How many lines of the material below contain the string "ocean"? Case counts, and the reply should be only the number.

Records from a dataset:
↓
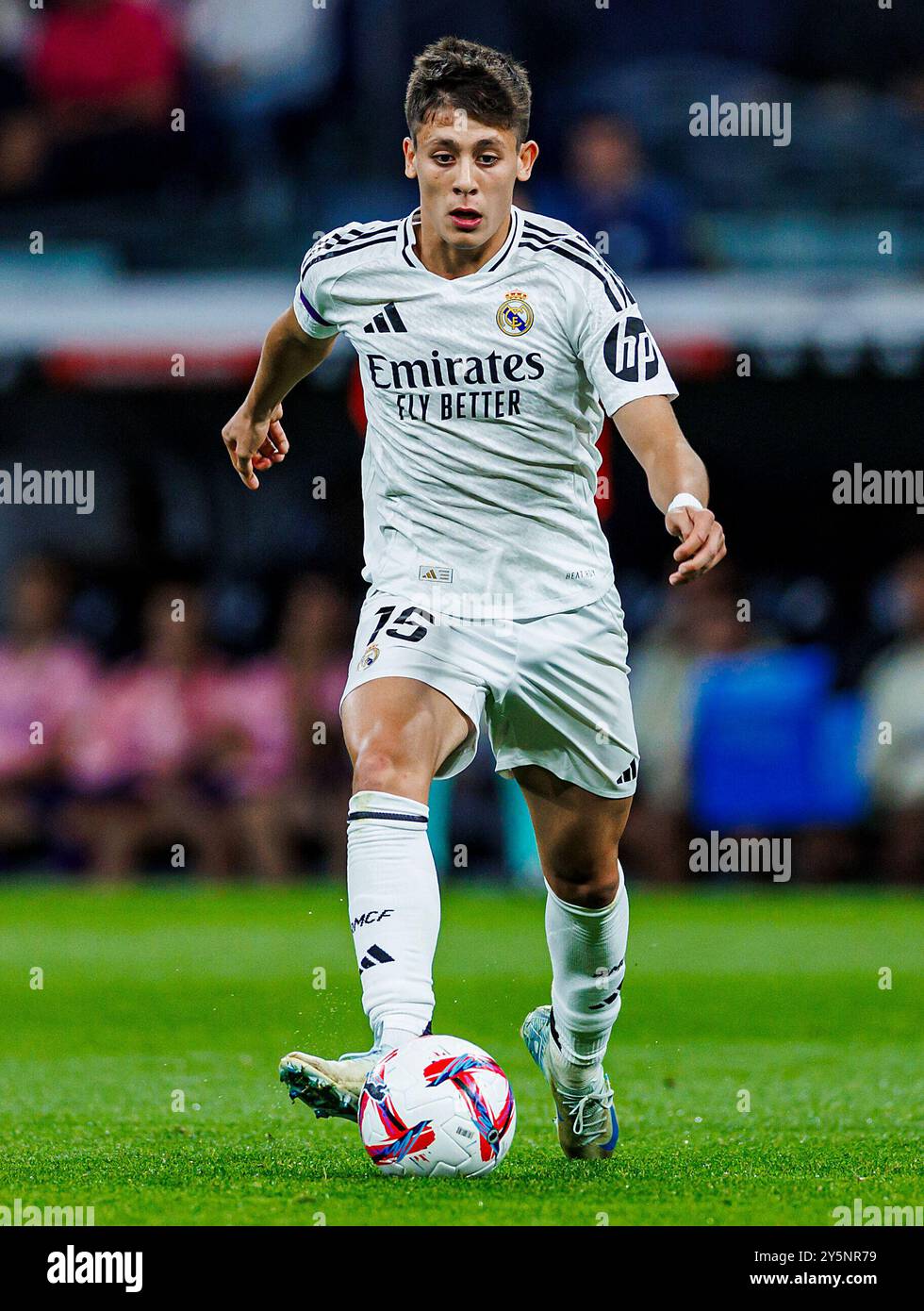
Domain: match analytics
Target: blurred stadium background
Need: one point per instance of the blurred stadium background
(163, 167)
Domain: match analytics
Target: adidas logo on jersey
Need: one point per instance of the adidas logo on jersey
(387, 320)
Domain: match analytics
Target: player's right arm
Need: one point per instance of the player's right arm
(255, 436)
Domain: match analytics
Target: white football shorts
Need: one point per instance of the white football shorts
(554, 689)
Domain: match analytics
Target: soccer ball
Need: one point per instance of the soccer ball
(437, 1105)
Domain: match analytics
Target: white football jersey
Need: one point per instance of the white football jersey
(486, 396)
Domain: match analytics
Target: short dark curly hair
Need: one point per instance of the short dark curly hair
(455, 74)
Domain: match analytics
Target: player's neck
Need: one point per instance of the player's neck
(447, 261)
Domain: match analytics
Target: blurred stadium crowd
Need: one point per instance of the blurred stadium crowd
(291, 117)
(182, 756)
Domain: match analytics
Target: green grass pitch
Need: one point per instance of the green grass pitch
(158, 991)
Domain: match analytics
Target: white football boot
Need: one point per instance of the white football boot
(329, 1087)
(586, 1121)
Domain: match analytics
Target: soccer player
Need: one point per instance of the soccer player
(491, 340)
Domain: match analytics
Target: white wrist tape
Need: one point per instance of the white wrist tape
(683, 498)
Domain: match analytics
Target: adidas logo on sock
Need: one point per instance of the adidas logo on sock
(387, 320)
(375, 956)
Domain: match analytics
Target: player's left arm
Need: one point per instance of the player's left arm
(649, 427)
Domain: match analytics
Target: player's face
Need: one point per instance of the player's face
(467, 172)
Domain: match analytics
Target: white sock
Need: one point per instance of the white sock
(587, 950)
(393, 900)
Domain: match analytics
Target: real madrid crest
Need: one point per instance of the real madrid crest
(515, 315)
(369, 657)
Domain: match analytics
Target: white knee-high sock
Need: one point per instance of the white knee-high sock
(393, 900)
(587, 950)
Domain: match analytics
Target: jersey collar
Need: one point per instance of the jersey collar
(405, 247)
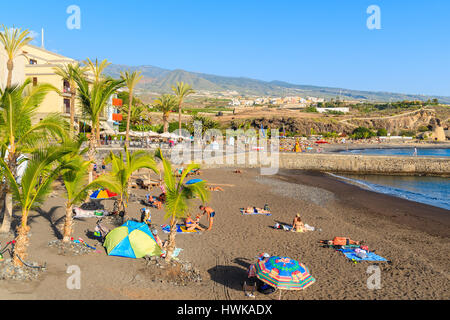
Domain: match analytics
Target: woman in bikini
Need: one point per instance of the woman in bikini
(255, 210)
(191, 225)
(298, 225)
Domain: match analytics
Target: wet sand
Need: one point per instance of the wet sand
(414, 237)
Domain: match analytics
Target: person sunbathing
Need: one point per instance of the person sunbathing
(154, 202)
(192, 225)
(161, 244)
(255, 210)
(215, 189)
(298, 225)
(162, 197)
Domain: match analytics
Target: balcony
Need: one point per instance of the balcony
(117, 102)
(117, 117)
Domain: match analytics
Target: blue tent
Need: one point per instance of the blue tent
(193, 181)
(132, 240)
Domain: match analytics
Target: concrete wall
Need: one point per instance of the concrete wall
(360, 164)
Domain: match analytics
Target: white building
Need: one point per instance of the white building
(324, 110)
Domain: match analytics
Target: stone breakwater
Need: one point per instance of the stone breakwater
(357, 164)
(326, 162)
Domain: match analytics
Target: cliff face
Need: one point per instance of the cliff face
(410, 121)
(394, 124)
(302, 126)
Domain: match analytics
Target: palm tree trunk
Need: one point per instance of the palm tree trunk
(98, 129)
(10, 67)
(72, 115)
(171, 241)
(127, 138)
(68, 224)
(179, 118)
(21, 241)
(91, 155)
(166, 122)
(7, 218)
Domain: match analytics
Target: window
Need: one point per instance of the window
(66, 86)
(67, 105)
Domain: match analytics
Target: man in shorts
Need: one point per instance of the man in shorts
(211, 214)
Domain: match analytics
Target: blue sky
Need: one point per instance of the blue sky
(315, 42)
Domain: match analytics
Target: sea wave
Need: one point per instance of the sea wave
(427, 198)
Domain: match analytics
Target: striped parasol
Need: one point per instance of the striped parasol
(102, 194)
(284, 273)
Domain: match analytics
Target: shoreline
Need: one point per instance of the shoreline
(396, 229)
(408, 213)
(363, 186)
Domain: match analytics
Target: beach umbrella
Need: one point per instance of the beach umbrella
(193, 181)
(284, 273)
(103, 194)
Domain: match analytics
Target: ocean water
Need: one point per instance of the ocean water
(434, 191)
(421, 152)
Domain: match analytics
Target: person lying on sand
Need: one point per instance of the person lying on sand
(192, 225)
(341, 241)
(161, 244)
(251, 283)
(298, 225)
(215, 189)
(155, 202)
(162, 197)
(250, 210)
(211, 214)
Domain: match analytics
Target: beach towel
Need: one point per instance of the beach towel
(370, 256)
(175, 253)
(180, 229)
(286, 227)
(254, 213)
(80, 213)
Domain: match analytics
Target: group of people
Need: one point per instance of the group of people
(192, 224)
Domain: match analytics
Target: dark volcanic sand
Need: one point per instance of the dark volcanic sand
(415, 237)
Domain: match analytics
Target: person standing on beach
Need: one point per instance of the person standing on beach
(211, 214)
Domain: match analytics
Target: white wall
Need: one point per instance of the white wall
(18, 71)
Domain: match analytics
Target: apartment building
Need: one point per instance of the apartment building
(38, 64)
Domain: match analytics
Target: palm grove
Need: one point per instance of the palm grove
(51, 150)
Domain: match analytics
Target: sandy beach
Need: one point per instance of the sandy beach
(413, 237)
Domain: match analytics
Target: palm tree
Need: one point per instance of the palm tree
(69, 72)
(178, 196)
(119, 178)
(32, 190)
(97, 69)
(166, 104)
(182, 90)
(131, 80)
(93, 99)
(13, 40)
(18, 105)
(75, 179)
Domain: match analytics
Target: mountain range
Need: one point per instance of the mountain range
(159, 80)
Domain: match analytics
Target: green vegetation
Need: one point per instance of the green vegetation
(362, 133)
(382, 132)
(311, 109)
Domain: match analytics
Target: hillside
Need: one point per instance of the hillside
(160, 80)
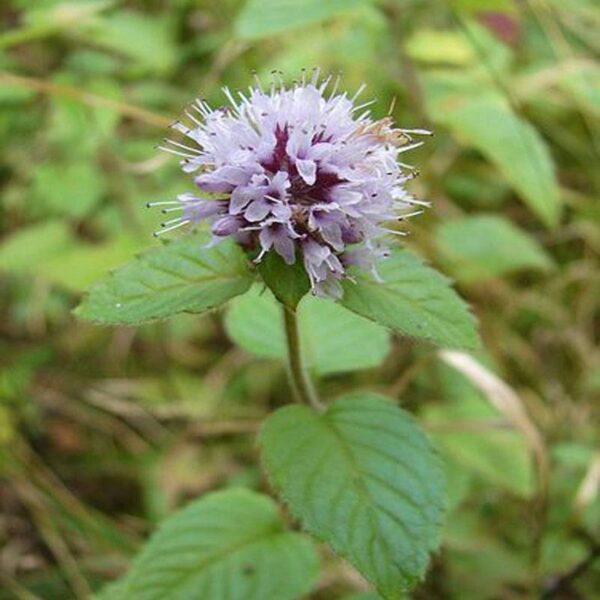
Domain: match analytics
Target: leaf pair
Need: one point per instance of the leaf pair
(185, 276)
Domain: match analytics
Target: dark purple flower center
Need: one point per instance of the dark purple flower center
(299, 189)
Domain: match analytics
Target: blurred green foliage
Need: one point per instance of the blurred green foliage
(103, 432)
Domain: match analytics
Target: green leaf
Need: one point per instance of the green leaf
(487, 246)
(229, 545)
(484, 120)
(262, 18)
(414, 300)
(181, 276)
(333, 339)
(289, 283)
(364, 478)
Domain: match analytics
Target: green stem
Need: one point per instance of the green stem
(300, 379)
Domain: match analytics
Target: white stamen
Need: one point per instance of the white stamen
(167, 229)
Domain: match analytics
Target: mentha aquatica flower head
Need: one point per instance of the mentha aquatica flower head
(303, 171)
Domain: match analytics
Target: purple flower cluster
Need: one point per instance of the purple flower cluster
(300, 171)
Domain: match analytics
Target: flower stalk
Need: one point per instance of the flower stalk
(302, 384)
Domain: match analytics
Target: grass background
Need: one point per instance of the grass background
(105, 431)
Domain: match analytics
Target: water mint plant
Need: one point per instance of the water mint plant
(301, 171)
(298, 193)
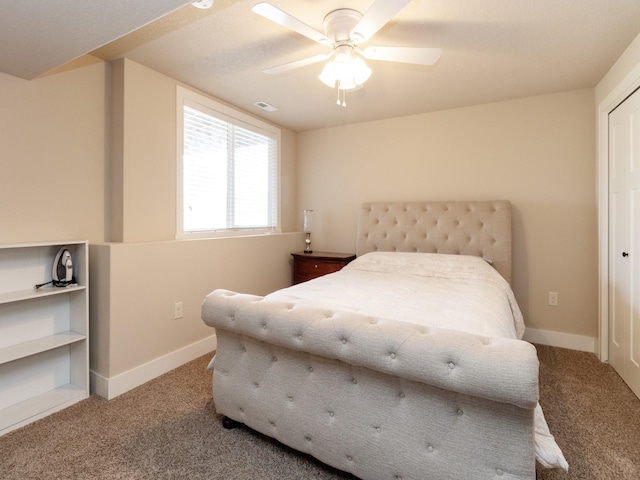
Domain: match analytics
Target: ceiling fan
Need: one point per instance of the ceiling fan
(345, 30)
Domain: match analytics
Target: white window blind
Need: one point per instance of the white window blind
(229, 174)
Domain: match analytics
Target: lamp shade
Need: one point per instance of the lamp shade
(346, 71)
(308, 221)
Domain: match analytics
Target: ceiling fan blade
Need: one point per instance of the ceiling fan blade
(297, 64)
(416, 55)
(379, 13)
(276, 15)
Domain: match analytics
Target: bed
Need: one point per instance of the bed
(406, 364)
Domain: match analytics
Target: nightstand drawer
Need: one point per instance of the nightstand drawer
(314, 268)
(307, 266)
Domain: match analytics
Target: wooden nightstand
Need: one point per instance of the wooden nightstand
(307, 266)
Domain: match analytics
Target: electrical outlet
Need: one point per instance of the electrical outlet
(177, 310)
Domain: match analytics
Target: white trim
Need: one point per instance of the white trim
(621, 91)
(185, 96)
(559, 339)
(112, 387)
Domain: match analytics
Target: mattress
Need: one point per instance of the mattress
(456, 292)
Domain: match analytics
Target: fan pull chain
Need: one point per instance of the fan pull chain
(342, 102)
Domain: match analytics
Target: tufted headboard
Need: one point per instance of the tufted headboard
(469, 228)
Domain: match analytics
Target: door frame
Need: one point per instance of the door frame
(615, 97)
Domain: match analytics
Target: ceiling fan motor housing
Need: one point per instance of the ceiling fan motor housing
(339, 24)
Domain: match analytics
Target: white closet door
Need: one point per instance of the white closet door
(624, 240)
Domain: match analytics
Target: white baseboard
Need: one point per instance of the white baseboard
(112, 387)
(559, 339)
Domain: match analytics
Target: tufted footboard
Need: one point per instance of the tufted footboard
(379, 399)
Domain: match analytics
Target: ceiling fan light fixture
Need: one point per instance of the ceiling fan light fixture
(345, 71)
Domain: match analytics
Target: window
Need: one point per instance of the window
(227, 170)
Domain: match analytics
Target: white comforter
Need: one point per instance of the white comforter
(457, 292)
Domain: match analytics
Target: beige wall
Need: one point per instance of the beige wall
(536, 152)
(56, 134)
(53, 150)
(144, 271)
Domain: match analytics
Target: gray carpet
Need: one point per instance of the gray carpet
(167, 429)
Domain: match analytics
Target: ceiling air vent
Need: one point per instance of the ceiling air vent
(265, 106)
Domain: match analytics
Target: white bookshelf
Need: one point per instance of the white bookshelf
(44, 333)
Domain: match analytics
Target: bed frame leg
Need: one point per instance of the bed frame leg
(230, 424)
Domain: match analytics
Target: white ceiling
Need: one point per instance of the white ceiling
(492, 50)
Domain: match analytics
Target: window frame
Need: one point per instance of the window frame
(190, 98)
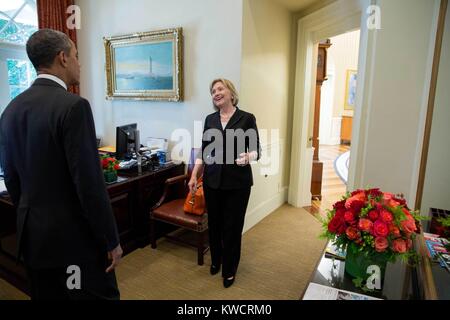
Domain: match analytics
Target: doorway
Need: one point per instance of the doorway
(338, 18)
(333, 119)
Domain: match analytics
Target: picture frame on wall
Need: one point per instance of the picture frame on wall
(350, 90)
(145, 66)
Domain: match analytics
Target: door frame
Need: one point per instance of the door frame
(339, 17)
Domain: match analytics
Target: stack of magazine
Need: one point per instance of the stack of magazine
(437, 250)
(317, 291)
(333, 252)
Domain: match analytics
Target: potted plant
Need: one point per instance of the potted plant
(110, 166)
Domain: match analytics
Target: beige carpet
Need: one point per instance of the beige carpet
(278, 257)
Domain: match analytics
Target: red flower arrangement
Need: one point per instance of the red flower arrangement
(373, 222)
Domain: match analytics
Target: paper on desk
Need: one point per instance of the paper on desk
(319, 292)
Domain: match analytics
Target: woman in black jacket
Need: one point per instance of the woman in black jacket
↑
ANSWER IN FULL:
2